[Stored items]
BEGIN

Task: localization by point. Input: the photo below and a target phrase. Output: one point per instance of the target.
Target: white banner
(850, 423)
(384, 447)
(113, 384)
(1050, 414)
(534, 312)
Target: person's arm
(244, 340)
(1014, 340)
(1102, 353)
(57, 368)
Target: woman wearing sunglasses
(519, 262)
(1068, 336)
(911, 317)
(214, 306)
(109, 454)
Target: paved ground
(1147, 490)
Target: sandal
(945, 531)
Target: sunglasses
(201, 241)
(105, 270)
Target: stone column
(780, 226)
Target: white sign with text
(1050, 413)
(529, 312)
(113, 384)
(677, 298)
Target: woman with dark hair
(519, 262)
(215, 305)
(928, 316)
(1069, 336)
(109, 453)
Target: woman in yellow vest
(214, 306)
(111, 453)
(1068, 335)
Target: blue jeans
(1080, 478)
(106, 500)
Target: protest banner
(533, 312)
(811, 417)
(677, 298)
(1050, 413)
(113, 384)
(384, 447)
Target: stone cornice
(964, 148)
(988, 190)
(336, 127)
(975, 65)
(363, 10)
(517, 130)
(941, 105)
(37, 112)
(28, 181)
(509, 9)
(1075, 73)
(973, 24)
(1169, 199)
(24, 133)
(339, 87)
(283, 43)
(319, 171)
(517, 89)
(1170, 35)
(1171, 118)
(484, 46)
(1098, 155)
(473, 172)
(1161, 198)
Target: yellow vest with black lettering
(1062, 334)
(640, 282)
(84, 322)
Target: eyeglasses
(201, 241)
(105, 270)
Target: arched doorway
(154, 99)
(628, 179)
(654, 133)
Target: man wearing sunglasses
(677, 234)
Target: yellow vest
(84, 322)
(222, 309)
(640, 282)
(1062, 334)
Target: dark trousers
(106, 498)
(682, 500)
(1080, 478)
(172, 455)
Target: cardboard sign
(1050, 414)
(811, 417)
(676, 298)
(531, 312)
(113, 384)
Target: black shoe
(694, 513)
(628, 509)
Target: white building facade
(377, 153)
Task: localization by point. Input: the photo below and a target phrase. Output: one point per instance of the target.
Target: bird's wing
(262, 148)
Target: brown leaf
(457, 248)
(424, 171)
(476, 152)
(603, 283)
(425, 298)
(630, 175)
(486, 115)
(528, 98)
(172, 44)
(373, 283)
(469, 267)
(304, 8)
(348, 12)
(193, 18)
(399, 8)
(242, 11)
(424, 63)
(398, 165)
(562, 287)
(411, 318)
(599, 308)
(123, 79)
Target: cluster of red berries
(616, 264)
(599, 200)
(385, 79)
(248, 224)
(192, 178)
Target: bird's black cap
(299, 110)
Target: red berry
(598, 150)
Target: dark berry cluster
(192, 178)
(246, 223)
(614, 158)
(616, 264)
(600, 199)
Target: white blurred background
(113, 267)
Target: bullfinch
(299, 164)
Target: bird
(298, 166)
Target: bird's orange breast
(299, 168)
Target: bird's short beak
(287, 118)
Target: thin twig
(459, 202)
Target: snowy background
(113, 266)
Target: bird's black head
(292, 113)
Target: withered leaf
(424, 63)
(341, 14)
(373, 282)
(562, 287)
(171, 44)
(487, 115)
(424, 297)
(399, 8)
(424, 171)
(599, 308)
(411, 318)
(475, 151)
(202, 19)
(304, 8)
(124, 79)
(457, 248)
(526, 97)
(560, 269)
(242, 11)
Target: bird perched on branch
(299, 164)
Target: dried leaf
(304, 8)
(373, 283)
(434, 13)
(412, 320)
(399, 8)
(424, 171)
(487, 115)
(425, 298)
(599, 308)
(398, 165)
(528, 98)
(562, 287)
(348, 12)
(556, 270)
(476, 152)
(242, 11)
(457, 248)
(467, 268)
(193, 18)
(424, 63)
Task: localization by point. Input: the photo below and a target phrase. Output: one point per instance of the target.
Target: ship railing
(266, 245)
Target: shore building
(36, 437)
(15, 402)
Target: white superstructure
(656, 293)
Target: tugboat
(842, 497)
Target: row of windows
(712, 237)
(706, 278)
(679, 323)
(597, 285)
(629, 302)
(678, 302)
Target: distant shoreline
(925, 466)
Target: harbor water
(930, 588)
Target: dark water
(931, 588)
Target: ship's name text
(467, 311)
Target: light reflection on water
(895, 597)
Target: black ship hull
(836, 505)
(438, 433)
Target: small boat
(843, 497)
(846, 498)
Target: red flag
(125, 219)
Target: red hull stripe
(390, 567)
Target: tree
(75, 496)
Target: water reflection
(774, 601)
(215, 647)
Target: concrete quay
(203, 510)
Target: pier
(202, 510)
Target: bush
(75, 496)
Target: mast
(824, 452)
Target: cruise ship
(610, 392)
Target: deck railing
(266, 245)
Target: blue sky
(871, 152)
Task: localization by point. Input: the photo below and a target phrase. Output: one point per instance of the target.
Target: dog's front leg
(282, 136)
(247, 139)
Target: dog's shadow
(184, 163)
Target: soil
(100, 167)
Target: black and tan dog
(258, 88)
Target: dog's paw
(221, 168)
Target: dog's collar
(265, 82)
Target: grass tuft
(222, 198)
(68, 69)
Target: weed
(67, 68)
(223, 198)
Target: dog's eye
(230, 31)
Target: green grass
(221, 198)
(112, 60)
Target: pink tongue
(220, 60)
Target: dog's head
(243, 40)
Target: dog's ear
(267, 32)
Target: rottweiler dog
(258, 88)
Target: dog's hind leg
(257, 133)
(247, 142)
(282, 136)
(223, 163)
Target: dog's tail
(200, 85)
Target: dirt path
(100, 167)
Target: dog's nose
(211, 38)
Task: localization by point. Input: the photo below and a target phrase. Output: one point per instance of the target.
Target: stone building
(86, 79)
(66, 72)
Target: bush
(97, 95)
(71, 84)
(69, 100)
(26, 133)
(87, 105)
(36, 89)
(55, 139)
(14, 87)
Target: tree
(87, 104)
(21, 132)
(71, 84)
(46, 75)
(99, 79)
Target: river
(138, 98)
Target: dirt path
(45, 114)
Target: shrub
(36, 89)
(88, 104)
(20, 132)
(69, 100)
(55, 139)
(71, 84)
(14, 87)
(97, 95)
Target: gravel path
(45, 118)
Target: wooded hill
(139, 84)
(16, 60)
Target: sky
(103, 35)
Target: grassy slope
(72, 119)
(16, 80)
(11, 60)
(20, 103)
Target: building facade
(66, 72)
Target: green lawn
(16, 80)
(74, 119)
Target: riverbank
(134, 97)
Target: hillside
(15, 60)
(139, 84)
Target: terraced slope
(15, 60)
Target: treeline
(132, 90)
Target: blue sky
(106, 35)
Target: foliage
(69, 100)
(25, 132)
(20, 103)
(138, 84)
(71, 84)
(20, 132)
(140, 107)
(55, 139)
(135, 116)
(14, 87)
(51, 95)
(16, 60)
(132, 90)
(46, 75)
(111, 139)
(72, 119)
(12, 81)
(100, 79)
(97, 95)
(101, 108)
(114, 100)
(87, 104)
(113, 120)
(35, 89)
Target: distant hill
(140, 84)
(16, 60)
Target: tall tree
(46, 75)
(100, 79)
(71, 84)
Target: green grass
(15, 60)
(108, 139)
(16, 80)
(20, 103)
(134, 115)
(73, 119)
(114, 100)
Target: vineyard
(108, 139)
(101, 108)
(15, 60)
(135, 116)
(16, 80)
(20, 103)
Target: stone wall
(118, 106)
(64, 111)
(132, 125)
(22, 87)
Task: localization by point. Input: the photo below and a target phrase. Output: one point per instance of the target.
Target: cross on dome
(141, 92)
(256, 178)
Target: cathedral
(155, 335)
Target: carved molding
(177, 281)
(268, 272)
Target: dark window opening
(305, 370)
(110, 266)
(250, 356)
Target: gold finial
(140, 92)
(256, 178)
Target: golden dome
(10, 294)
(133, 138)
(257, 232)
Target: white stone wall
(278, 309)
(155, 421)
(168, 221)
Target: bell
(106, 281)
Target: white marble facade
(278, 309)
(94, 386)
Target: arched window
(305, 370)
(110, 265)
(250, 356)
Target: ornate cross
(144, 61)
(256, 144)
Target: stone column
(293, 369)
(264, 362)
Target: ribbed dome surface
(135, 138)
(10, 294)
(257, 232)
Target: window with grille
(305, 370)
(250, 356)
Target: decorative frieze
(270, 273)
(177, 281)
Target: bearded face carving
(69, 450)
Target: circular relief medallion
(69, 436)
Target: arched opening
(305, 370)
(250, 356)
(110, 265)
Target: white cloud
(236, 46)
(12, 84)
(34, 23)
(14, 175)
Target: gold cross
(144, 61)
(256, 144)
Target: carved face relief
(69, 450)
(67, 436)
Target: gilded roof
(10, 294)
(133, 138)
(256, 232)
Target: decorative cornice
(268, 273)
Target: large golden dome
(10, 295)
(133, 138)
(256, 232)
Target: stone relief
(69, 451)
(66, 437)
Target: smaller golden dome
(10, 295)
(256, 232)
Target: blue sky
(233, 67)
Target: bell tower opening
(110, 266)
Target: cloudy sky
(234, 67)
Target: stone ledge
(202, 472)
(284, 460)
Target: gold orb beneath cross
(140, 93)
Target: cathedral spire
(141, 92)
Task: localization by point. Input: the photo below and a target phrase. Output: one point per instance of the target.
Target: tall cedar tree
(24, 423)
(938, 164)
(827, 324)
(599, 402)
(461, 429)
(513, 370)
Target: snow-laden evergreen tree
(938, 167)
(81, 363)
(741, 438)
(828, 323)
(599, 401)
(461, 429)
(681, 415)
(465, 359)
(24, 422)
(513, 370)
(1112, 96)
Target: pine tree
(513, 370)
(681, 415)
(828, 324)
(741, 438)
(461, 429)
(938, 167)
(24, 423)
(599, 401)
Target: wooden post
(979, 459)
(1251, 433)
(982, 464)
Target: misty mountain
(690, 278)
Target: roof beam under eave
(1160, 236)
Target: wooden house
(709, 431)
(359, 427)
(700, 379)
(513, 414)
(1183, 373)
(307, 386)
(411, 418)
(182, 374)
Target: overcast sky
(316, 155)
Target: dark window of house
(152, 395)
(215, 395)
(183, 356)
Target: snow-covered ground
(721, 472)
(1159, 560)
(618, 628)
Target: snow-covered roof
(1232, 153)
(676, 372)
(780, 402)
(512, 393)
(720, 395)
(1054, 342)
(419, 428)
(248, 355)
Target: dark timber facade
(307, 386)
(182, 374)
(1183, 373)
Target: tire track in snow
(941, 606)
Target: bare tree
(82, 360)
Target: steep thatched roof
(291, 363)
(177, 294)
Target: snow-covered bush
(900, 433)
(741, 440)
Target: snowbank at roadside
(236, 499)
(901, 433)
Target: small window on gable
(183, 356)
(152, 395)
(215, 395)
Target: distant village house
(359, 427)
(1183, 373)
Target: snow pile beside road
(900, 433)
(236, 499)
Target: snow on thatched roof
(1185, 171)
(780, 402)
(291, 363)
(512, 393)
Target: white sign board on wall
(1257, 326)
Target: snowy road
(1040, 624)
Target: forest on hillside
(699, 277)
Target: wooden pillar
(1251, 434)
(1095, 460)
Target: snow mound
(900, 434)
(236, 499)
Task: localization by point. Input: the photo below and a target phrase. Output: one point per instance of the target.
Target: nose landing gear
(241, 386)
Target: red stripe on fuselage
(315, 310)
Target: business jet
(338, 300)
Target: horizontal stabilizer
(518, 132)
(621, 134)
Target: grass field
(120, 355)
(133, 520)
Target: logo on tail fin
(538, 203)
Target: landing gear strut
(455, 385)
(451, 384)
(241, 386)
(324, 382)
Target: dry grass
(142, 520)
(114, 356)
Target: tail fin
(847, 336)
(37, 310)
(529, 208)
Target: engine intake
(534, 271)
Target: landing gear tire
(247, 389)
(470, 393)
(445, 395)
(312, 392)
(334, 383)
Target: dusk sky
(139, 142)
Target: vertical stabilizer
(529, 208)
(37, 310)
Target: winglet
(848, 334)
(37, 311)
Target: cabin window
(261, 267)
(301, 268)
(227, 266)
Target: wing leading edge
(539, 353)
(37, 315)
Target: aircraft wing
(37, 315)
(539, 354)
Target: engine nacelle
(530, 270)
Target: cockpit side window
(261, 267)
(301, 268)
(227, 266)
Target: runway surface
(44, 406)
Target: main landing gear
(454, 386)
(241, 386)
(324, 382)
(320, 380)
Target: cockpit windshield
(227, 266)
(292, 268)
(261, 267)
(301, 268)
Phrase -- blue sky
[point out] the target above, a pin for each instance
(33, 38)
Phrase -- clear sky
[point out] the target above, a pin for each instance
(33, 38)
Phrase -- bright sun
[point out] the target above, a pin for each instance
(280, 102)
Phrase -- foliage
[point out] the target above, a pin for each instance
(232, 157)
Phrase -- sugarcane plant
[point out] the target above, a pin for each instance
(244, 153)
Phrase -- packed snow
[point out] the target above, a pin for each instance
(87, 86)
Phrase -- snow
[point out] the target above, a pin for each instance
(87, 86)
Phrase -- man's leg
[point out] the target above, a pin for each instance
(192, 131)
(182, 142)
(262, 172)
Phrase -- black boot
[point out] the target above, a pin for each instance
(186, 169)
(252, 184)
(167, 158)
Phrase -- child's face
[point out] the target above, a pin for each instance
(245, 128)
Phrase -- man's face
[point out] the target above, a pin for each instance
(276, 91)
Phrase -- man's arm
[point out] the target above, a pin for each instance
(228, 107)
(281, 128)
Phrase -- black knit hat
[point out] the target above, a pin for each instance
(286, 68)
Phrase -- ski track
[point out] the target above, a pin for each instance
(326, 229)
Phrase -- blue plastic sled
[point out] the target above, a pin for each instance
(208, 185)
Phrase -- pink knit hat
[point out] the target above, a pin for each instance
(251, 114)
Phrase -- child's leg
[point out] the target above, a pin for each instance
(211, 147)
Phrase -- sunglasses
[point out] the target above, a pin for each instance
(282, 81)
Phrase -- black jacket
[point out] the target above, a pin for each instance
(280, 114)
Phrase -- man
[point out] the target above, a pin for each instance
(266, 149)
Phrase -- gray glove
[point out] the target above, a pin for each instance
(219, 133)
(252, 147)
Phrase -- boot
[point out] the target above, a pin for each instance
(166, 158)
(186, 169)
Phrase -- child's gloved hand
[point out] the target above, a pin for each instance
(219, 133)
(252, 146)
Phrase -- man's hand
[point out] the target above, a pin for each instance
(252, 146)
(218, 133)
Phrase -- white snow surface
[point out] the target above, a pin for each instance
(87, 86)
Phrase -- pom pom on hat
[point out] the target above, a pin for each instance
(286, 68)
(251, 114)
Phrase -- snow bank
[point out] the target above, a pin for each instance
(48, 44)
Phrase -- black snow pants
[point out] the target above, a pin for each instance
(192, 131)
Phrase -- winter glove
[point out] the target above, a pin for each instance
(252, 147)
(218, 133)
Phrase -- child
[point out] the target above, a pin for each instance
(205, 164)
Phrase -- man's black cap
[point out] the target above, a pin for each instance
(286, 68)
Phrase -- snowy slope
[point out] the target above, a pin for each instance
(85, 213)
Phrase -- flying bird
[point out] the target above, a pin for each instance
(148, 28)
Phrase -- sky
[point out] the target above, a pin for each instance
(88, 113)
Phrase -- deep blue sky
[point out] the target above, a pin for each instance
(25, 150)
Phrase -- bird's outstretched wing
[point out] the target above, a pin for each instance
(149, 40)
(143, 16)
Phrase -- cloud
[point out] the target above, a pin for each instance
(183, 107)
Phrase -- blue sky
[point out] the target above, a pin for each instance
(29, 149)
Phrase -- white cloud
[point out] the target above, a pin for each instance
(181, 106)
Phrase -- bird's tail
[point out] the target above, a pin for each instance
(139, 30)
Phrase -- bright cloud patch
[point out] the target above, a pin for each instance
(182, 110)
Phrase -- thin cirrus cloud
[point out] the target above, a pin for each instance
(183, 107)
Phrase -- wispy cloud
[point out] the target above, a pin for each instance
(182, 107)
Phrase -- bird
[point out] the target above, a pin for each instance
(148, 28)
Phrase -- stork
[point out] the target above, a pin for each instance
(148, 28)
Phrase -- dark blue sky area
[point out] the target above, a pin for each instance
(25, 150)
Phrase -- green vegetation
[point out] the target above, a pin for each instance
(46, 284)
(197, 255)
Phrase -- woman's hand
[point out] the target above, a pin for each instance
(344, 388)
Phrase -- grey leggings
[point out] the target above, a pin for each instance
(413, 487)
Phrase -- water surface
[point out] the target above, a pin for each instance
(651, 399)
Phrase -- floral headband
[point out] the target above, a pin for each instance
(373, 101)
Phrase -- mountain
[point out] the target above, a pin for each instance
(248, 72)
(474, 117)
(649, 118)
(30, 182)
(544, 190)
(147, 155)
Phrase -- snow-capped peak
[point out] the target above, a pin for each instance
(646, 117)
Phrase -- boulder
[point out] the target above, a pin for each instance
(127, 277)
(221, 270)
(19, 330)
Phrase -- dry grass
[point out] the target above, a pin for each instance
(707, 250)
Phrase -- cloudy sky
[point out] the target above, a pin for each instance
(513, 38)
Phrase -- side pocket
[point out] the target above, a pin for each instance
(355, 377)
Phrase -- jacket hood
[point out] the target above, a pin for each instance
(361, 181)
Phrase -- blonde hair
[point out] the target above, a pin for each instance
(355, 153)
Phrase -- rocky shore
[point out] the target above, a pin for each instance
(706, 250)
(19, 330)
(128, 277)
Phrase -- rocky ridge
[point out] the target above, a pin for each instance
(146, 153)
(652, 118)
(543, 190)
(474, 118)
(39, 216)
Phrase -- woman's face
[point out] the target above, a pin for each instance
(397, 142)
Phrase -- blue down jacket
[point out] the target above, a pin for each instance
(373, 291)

END

## [What to do]
Please copy each line of the records above that holds the word "child".

## [Task solution]
Phrase -- child's face
Phrase -- child's leg
Phrase -- child's gloved hand
Phrase -- child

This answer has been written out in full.